____ SOURCE DATA

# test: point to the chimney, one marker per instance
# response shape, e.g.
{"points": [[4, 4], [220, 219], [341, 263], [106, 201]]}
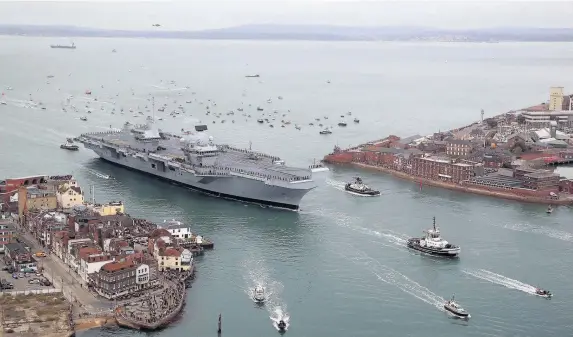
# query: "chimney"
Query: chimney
{"points": [[553, 129]]}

________

§ TASK TO CARRY OUT:
Give back each line above exactly, with pictures dropped.

§ REPLY TO THE EXERCISE:
# test: point to the chimney, one marker per instance
# response shape, e.g.
{"points": [[4, 4], [220, 219], [341, 263], [106, 201]]}
# query: "chimney"
Query: chimney
{"points": [[553, 129]]}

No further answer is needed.